**本文:**
________________________________________

解説を見ると「河童」は一種のユートピア小説に分類されるようですね。ユートピア小説といえば、日本でもお馴染みなのは「浦島太郎」や「海幸彦山幸彦」といった作品。陶淵明の「桃源郷」といった作品もそうです。芥川龍之介の東大英文学科を卒業論文で取り上げたウィリアム・モリスも、「ユートピアだより」というユートピア小説を書いてます。しかし「河童」そういった理想の世界を描き出す作品ではなく、例えば「ガリヴァー旅行記」のように、現実に対する風刺を中心とする作品。

________________________________________

**提供データ:**
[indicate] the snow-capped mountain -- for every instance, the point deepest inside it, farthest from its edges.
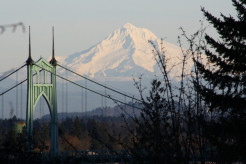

________________________________________

**解くべき問題:**
(a) 本文によると、ウィリアム・モリスが書いたユートピア小説の題名は何ですか。
(b) 本文でかぎかっこに入れて示されている作品名をすべて挙げてください。
データはこの作業には一切関係しません。

**各問の結果:**
(a) 「ユートピアだより」です。

(b) 「河童」、「浦島太郎」、「海幸彦山幸彦」、「桃源郷」、「ユートピアだより」、「ガリヴァー旅行記」